Verilen Metin:
****************
DİLENMEK İHTİYAÇTAN MI?

Yoksa meslek mi?

Hiçbir kimsenin, hele onur ve gururuna düşkün hiçbir Kırşehirlinin tasvip edemeyeceği bir davranış olan dilenciliğin bu dönemde Kırşehir ve çevresinde de yayılmağa başladığını görmek, gelinen acı noktanın hangi aşamada olduğunu göstermesi açısından mühimdir.

Ayrıca işsizliği veya diğer başka hususları bahane edinerek, insanların hiçbir karşılık beklemeden sırf Allah rızası için verme gibi güzel hasletlerini suiistimal edenlerin çıkabileceğini de hatırdan çıkarmamak gerekir. Dilenciliğin altında hangi sebep yatarsa yatsın, hepimizin tartışmasız kabul edeceği acı bir gerçek vardır.

Bu hastalık toplumun kapanmaz, şifa bulmaz bir yarasıdır.

Bugün bunu yapanların birçoklarının maddi durumlarının çok iyi olduklarını basında görmekteyiz.

Bunları meslek haline getirmiş insanlar ağırlıkta.

Bunları kontrol edecek mekanizmalar meslek edinmiş dilenciler insanları aldatmalarına istismarlarına izan vermemeliler.

Sokakta bunlara kim dur diyecek bu ilin belediye teşkilatı ve şehrin kolluk küvetleri değil mi?

Bugün ihtiyacından dilenlerin sağsı yok gibi.

Devlet yetime fakire yoksula ihtiyaç sahiplerine sakatlara bakanlarına yardım ediyor.

Gerçekten dilencilik ihtiyaçtan mı?

Yoksa dilencilik meslek mi?

Bugün ülkemizde ve ilimizde dilencilik meslek olmuş.

Ar damarı çatlamış insanlar dilenmeyi, acındırmayı kendilerine iş edinmişler.

Hangi vakitte, hangi çarşıda, pazarda el açıp acındırmaya meslekleri olmuş.

Genelde halkın kalabalık olduğu, gezdiği yâda alışveriş yaptığı yerlerde bunlara rastlamanız mümkün.

Elinde bir çocuk, ya da kucağında bir bebek, Allah rızası dillerinde gezenler gerçekten dilenmiyor mesleklerini icra ediyorlar.

Genelde baktığınızda dilenen kişiler ya ihtiyar, kötürüm, sakat ve hasta gibi bedenî özürlerinden dolayı iş bulamayan, çalışma imkânından mahrum kimseler veya özürlü olduğu hâlde aza kanaat etmeyip kolayından bol paraya göz dikenler yahut da bedenen ve ruhen sağlam olup, bu yolu bir kazanç ve meslek hâline getirenlerdir.
****************
Amaç 1:
Dilencilik metnindeki "Ar damarı çatlamış" sözlerinden başlayıp "mesleklerini icra ediyorlar." sözleri de dahil olmak üzere o bölümü, "çarşıda" yerine "sokakta" koyarak yeniden yazın.
Amaç 2:
Dilencilik metninde "Genelde baktığınızda" sözleriyle başlayan paragrafı, temel bilgilerini koruyarak madde listesi biçiminde yeniden yazın.
Bu çalışmada girdilerin hiçbir rolü yoktur.

Verilen Girdiler:
****************
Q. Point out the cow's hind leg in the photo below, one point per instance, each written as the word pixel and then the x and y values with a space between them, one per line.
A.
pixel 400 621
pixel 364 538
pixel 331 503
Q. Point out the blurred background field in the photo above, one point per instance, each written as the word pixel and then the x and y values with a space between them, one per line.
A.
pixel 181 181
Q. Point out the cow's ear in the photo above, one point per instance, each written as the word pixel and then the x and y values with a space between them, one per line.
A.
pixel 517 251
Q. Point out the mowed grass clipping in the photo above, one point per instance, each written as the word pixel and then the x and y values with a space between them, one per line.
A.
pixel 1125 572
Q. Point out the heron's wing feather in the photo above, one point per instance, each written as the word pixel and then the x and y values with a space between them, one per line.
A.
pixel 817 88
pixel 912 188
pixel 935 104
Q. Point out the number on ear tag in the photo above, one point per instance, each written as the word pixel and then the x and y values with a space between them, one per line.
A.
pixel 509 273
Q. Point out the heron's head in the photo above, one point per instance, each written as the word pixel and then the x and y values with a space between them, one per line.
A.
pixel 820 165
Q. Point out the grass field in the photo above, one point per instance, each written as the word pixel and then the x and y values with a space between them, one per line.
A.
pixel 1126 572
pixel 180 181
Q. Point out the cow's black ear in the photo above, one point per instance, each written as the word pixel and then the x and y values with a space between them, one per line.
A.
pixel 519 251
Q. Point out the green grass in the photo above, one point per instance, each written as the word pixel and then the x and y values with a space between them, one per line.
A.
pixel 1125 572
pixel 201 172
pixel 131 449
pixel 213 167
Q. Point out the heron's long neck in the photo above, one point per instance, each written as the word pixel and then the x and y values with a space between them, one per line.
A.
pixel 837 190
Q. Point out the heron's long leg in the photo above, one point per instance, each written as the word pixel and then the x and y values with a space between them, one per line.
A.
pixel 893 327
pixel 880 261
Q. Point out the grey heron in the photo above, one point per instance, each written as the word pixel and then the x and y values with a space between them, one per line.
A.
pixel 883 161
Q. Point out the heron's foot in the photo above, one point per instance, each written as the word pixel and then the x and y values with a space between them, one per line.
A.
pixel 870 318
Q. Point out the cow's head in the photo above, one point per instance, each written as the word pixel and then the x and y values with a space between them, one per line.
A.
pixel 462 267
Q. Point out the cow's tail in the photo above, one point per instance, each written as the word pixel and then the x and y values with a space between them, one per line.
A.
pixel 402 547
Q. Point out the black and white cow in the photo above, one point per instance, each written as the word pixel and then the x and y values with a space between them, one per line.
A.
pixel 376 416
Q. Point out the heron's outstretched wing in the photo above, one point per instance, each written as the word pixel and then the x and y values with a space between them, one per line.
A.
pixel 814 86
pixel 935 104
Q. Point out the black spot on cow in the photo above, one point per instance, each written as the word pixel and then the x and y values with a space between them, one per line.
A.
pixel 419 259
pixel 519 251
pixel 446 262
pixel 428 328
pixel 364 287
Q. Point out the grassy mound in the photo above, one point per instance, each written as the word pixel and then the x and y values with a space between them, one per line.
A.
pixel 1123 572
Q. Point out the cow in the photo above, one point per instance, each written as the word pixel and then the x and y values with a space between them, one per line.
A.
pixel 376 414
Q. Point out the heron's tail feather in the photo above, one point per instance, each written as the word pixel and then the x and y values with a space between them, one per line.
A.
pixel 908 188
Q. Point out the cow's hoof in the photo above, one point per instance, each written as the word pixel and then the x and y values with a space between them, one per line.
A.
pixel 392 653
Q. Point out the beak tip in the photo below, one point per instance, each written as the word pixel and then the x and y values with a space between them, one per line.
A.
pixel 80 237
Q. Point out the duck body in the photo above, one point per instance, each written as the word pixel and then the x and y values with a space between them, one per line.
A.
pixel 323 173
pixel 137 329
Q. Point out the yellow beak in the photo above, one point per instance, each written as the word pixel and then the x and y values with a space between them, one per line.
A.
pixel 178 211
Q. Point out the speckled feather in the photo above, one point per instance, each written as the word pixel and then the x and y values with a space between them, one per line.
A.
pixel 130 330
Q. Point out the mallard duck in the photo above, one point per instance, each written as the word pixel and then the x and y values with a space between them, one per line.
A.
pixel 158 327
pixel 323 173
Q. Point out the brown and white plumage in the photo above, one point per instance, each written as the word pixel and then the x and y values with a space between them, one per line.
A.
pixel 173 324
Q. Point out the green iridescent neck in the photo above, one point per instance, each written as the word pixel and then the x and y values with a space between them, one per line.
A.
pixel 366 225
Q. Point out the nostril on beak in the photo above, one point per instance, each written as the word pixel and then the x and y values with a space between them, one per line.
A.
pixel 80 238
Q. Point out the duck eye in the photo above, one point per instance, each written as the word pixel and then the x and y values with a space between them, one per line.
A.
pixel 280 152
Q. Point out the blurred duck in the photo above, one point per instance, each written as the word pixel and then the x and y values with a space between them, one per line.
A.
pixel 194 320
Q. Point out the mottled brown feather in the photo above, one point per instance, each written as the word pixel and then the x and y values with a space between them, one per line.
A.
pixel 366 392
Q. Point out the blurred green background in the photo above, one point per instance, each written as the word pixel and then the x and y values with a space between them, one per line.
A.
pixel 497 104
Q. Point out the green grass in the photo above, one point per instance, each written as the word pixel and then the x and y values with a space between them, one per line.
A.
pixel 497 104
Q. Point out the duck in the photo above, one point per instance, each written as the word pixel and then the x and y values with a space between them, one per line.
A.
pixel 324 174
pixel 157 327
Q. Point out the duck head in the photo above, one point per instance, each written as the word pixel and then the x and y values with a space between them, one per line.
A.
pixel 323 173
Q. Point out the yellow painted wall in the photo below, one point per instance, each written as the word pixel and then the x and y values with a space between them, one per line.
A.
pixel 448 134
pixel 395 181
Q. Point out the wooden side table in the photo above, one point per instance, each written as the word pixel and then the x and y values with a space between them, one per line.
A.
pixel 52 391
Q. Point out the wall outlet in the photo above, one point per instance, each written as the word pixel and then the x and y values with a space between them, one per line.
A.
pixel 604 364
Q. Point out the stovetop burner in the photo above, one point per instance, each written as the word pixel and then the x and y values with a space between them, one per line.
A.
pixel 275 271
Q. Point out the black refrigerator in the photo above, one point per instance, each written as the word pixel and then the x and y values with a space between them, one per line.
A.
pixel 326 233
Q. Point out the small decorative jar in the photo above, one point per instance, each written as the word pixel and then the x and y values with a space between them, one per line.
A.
****************
Alıştırma Çözümü 1:
Ar damarı çatlamış insanlar dilenmeyi, acındırmayı kendilerine iş edinmişler.

Hangi vakitte, hangi sokakta, pazarda el açıp acındırmaya meslekleri olmuş.

Genelde halkın kalabalık olduğu, gezdiği yâda alışveriş yaptığı yerlerde bunlara rastlamanız mümkün.

Elinde bir çocuk, ya da kucağında bir bebek, Allah rızası dillerinde gezenler gerçekten dilenmiyor mesleklerini icra ediyorlar.

Alıştırma Çözümü 2:
Dilenen kişiler genelde şu gruplardan birine girer:
- İhtiyarlık, kötürümlük, sakatlık ya da hastalık gibi bedensel özürleri yüzünden iş bulamayan, çalışma imkânından mahrum olanlar
- Özürlü olduğu hâlde azla yetinmeyip kolay yoldan bol paraya göz dikenler
- Bedenen ve ruhen sağlam olup bu yolu kazanç ve meslek hâline getirenler